• _Given records_
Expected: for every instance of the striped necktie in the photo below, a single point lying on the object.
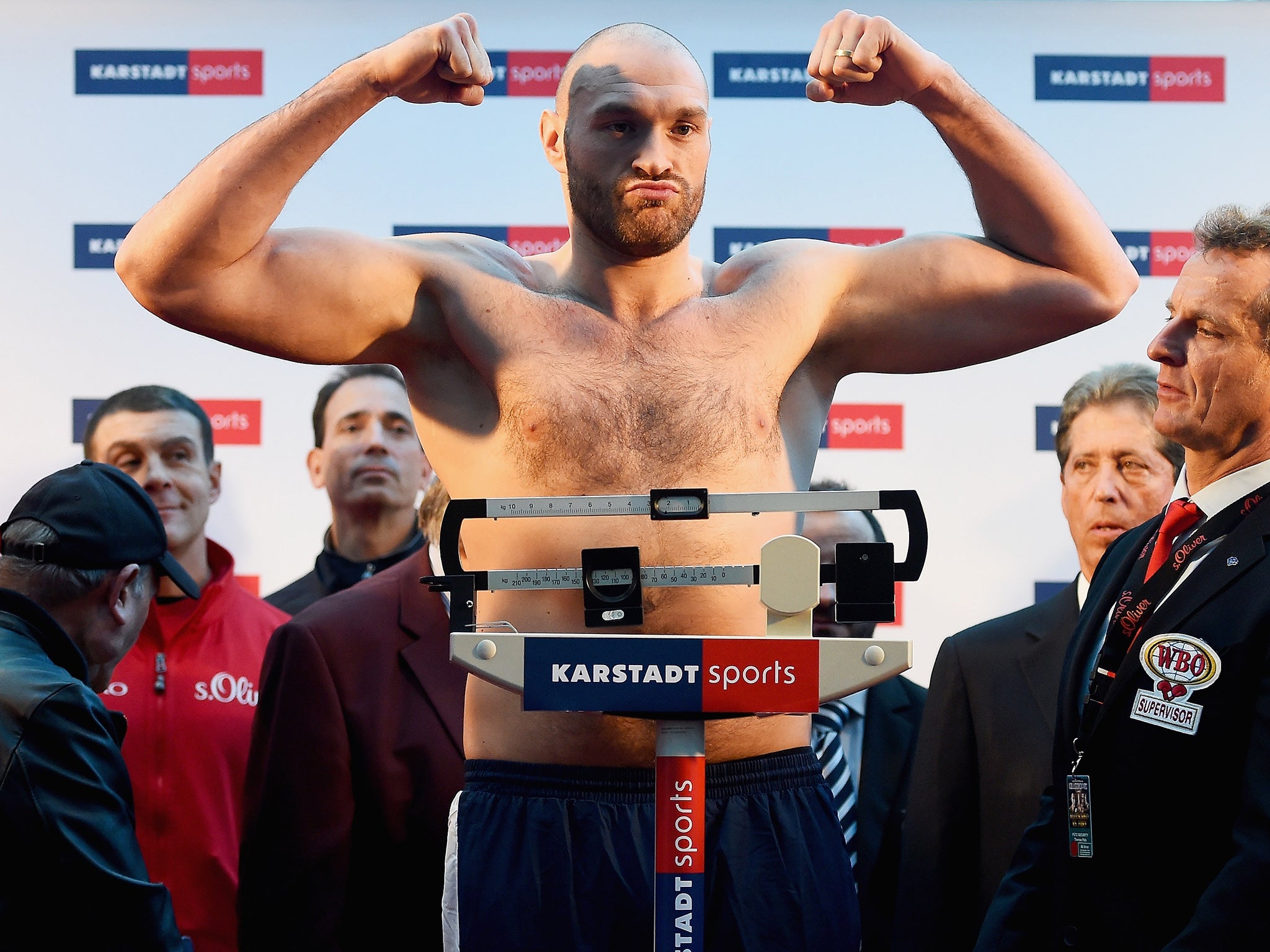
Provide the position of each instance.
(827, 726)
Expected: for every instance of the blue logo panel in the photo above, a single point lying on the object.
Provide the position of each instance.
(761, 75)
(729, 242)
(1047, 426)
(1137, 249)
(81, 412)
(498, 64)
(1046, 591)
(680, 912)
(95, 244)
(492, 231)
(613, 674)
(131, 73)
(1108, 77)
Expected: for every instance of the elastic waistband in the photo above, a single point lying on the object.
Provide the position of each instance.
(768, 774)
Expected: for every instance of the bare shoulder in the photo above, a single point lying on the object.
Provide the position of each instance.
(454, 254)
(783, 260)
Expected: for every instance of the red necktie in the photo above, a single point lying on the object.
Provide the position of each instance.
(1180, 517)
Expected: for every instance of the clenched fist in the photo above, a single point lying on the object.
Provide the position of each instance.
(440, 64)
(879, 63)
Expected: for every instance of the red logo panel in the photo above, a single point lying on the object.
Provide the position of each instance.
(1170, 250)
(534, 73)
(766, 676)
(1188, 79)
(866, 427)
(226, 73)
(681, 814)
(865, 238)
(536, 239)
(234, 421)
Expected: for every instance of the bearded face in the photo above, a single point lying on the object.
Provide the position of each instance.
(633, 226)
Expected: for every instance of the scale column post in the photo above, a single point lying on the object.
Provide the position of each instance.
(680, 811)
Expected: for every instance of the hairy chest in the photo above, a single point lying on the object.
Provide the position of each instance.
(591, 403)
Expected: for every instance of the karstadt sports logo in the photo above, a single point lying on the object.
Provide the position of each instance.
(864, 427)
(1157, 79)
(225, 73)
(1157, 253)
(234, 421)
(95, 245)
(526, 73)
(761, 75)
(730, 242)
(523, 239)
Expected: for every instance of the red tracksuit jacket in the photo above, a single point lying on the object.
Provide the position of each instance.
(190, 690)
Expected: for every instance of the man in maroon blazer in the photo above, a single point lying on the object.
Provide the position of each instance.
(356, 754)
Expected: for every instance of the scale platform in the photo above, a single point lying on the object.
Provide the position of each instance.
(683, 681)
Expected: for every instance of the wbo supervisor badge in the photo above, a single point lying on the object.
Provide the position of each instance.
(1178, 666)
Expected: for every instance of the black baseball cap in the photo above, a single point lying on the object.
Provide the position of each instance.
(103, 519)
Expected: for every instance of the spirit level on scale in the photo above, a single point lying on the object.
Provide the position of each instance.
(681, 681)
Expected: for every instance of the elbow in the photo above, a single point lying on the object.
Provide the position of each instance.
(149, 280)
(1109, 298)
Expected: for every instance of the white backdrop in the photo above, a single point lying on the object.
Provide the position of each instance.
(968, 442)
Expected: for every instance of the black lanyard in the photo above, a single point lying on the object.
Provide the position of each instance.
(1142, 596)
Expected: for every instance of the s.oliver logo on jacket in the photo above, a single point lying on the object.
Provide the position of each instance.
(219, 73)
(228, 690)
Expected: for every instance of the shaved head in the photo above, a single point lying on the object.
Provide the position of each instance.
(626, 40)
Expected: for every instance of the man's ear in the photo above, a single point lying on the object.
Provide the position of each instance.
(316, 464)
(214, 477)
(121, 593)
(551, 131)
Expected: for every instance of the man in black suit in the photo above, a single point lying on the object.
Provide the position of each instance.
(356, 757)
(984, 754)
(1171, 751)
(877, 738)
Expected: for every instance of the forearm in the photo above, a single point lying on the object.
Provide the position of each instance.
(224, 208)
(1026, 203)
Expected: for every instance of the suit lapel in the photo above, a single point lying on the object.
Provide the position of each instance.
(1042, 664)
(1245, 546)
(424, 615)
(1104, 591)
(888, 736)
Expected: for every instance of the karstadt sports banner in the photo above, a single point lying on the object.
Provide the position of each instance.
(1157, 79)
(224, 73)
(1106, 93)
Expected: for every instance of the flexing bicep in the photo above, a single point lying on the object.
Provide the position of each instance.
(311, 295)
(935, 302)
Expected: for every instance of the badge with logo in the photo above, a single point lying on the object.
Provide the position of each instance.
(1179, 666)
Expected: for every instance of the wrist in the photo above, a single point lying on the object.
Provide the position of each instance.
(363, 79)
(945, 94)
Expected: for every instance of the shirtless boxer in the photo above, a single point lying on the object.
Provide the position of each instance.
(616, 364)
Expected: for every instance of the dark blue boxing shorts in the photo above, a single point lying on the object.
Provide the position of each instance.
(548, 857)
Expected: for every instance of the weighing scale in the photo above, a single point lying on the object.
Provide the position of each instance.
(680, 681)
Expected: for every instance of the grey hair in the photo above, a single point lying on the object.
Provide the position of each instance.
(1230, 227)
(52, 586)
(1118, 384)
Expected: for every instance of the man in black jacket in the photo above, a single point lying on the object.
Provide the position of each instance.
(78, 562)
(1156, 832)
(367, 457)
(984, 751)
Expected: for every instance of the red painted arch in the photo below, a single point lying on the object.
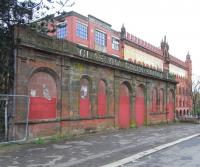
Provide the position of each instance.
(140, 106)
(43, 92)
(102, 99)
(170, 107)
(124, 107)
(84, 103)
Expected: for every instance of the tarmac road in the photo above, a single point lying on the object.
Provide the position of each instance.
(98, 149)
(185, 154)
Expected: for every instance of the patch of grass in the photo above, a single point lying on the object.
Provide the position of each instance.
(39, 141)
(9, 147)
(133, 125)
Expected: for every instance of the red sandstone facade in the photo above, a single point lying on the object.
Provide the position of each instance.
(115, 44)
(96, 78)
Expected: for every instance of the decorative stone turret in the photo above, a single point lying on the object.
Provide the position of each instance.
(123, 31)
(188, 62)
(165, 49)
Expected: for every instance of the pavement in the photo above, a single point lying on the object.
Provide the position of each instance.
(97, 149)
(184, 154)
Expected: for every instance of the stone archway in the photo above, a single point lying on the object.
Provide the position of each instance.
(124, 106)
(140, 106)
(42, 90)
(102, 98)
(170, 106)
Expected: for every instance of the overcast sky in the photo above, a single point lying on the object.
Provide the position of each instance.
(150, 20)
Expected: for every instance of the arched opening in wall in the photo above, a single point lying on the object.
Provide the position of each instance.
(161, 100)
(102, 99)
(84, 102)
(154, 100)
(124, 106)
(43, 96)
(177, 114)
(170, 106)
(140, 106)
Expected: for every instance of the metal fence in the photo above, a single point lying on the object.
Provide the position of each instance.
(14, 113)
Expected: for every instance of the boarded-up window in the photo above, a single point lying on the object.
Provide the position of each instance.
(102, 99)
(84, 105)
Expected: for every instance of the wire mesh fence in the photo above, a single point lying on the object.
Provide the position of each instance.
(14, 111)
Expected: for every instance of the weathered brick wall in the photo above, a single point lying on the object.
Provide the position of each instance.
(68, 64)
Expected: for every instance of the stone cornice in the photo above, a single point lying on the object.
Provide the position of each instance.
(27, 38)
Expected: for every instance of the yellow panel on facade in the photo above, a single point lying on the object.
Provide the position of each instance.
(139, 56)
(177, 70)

• _Written request_
Repeat the listing above exactly, with no pictures.

• _Exercise result_
Expected: for every instance of the striped necktie in the photo below, a single point lying on the object.
Provide the position of each instance.
(827, 726)
Expected: for every instance of the blue logo panel in the photo above, a single point lying on the object.
Provide the position of each instance.
(761, 75)
(729, 242)
(1047, 426)
(1137, 249)
(81, 412)
(498, 64)
(1046, 591)
(680, 912)
(95, 244)
(492, 231)
(613, 674)
(131, 73)
(1108, 77)
Expected: for every instance of the elastic waistband in the photo above, a single point lying on the object.
Provide the position of each instance.
(768, 774)
Expected: for every instance of the bare shoulder in the photo above, a single point lying on the object.
Provide the position of each instance.
(454, 254)
(783, 260)
Expected: for every instance of the red necktie in the photo above, a single point lying on the object.
Provide the position of each instance.
(1180, 517)
Expected: for every instance of the clenched fist in the photo above, a single point lying on the object.
Provide the position of each instance.
(440, 64)
(879, 63)
Expected: for every instance of the red logo panel in the photo above, a single point lying on the object.
Provide the position of each instance.
(1170, 250)
(534, 73)
(766, 676)
(1188, 79)
(866, 427)
(226, 73)
(681, 814)
(865, 238)
(536, 239)
(234, 421)
Expected: for every instance of the bearded face in the photo above, a single point lying on the object.
Provide the position of each instance.
(633, 226)
Expected: for every instance of the scale column post in the photo above, a single point lying on the object.
Provide the position of each instance.
(680, 811)
Expected: for every instance of the hairy chest in the photo above, a single point lying on the object.
Provide the position of each instance.
(591, 403)
Expected: for every instance of the karstadt sports logo in the photo above, a single point lying on the object.
Provide the position of each instance.
(864, 427)
(1157, 79)
(225, 73)
(1157, 253)
(234, 421)
(95, 245)
(526, 73)
(761, 75)
(730, 242)
(523, 239)
Expected: for every instance of the red tracksuit jacket in the photo above, a single point lying on the object.
Provide the position of each instance.
(190, 690)
Expected: for every instance of the man in maroon blazer in the photo above, a single point lying on the object.
Provide the position of each instance.
(356, 754)
Expected: for every instance of the scale platform in the photo above, a single point lying on the object.
Provide the position of each instance.
(683, 681)
Expected: for every instance of the wbo supervisor badge in the photo above, a single point lying on the object.
Provide the position of each instance.
(1178, 666)
Expected: for every instance of the black baseball cap in the photo above, a single point lying on the object.
Provide the position of each instance.
(103, 519)
Expected: for every instance of the spirit level on scale in the photo above, a single point lying on the object.
Provide the position of each instance.
(681, 681)
Expected: for every instance of the elbow in the photo above, a single point lying on the object.
Provide the position of each instance.
(149, 280)
(1109, 298)
Expected: for every instance of the white backdrop in the photo above, a single point lying on the object.
Provide the position of each instance.
(968, 442)
Expected: for every instance of the black lanyard in the photo above, a single point lying on the object.
Provide the position of each instance.
(1142, 596)
Expected: for every instance of the s.oliver logo on jacket in the photo above, a single point lying on the object.
Provide the position of each instance.
(219, 73)
(228, 690)
Expected: for every instance of the shaved head in the photo above, a single point lying on the object.
Provide the position of each instance.
(626, 40)
Expected: for every instance of the man's ear in the photo above, a single point lying on the object.
Provide the position of each instance.
(316, 464)
(214, 477)
(121, 593)
(551, 131)
Expected: for every instance of the man in black suit in the photo above, a single point lying on the object.
Provide the position of each instance.
(356, 757)
(984, 754)
(1171, 751)
(877, 738)
Expected: for every instance of the forearm in the photo above, a single point lying on the object.
Provide the position of each instance.
(224, 208)
(1026, 203)
Expected: for every instance of the suit lapel in the photo above, a single point lying on the object.
Provide the position of each instance.
(1042, 664)
(1245, 546)
(424, 615)
(1104, 591)
(888, 736)
Expected: for every instance of the karstadt sports banner in the photo above, a single point lying on the object.
Provide the position of each instance.
(1157, 79)
(224, 73)
(1106, 93)
Expected: for every instance of the flexing bicep in the photo above, a single point lying on the object.
Provide the position of each instance.
(311, 295)
(935, 302)
Expected: for every instance of the badge with logo in the photo above, a single point lying on the object.
Provide the position of each instance.
(1179, 666)
Expected: for every instance of the wrist in the photo above, a single point lying on the object.
Provide the position of each instance.
(363, 79)
(945, 94)
Expected: for every instance of the shirtless boxer in the photo above, a single point lying on the object.
Provide the position of each instance.
(616, 364)
Expected: for every instance of the dark blue boxing shorts in the photo above, a single point lying on the object.
Provide the position of each instance.
(548, 857)
Expected: for every instance of the weighing scale in the photo above, a single point lying on the object.
Provide the position of each instance.
(680, 681)
Expected: for every instance of the grey hair in the photo above, a single point lying on the object.
Provide the position of each instance.
(1230, 227)
(52, 586)
(1118, 384)
Expected: for every instance of the man in black jacket in the photo above, a single point lying on the object.
Provide the position of each instance.
(78, 562)
(1156, 832)
(367, 457)
(984, 751)
Expected: for every instance of the red painted arch in the photo below, a single point lying on the object.
Provide the position of each instance.
(140, 106)
(43, 92)
(102, 99)
(170, 107)
(124, 107)
(84, 103)
Expected: for every instance of the tarmac road in the photo above, a single point lying on the object.
Provide the position of each instance.
(98, 149)
(185, 154)
Expected: for every instance of the patch of grass in the photo above, a single point lying on the object.
Provide the position of each instance.
(39, 141)
(9, 147)
(133, 125)
Expected: for every instance of the red sandstone facade in the photo above, a single point lying on the object.
Provide the position of each instance.
(115, 44)
(96, 78)
Expected: for every instance of the decorative stone turret in the photo above, a single point lying on the object.
Provide the position of each instance.
(123, 31)
(188, 62)
(165, 49)
Expected: for every instance of the pavement in the photo above, a single point lying on the object.
Provide the position of each instance.
(97, 149)
(184, 154)
Expected: for every instance of the stone archway in the photo above, a single point lying on the object.
Provide the position of each instance.
(124, 106)
(140, 106)
(42, 90)
(102, 98)
(170, 106)
Expected: for every instance of the overcast sky in the photo above, a single point lying on the object.
Provide the position of each instance.
(150, 20)
Expected: for every instance of the arched opening in wall in the photo above, a single point lying on the object.
Provide the position of each instance.
(161, 100)
(102, 99)
(84, 102)
(154, 100)
(124, 106)
(43, 96)
(177, 114)
(170, 106)
(140, 106)
Expected: for every instance of the metal fence in the photo above, a single point lying on the object.
Provide the position of each instance.
(14, 113)
Expected: for every instance of the boarded-up window in the photo above, a single point lying on the object.
Provide the position of each instance.
(102, 99)
(84, 105)
Expected: for every instance of the wire mesh fence in the photo above, a single point lying on the object.
Provide the position of each instance.
(14, 111)
Expected: for every instance of the weathered brick wall in the photo above, a single point lying on the object.
Provide the position of each instance.
(68, 64)
Expected: for every instance of the stone cornice in the photo above, a single point lying on the object.
Provide the position of each instance.
(27, 38)
Expected: for every instance of the yellow panel on facade in the photo above, a single point lying on the object.
Provide the position of each instance.
(139, 56)
(177, 70)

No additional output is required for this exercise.